### TASK STATEMENT
According to the passage below about Multatuli and Max Havelaar, in which bar did Multatuli write the novel?

### PAGE EXTRACT
******************************
The building has gone, but a dusty plaque on the wall of a Brussels sandwich shop marks the site of the louche bar where the Dutch writer Multatuli wrote his classic novel Max Havelaar.
‘In September-October 1859,’ the bronze plaque reads (in Dutch and French), ‘Multatuli (Edward Douwes Dekker) wrote his masterpiece Max Havelaar in the bar Au Prince Belge that stood on this spot until 1876, at what was then Bergstraat 80.’
The book caused a scandal when it came out in 1860 because of its uncompromising criticism of Dutch colonial rule in Indonesia. Despite the long rather forbidding full title – Max Havelaar or, the Coffee Auctions of the Dutch Trading Company – it is still read today in Dutch and dozens of other languages.
A brand-new English translation by Ina Rilke and David McKay came out a couple of years ago. The New York Times called it ‘a brilliantly inventive fiction that is also a work of burning political outrage.’
But how many readers know that Multatuli wrote the book in an attic room above a rough Belgian bar where post office workers came to drink the local Faro beer? Everyone in the neighbourhood knew the strange Dutch writer who sometimes had to beg for coal to heat his garret room.
******************************
Saved entries

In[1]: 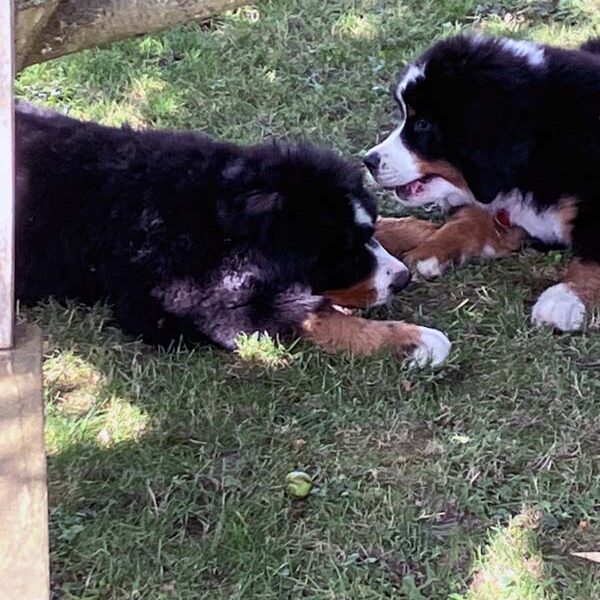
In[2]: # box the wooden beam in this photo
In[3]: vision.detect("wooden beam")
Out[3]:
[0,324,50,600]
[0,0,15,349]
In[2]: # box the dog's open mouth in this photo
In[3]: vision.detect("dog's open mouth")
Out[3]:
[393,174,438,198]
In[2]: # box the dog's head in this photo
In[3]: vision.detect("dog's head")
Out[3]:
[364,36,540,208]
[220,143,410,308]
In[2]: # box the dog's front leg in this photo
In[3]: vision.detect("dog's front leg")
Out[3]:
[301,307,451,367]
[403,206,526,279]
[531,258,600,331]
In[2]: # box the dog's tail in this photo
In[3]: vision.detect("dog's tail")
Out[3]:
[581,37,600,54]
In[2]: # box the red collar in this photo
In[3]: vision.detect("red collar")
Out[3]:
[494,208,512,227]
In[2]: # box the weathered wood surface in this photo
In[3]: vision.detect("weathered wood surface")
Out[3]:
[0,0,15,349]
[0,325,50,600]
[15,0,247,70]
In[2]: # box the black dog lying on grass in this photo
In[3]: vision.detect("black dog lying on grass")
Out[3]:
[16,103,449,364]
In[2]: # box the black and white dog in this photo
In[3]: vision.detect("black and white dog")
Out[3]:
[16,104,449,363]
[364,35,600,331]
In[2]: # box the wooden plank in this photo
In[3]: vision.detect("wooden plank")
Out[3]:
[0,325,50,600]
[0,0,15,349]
******************************
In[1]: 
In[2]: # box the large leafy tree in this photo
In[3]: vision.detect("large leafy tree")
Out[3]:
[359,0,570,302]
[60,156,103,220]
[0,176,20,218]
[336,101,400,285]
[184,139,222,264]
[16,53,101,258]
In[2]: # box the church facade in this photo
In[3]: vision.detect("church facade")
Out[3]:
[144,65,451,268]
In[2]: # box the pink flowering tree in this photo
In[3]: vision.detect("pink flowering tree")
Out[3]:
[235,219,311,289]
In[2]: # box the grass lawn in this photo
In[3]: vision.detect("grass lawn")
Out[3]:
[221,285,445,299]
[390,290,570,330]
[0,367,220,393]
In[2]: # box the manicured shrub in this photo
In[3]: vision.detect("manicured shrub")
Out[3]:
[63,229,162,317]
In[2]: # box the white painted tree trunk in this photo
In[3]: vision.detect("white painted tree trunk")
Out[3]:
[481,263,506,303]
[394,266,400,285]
******************************
### RESPONSE TO THIS TASK
Au Prince Belge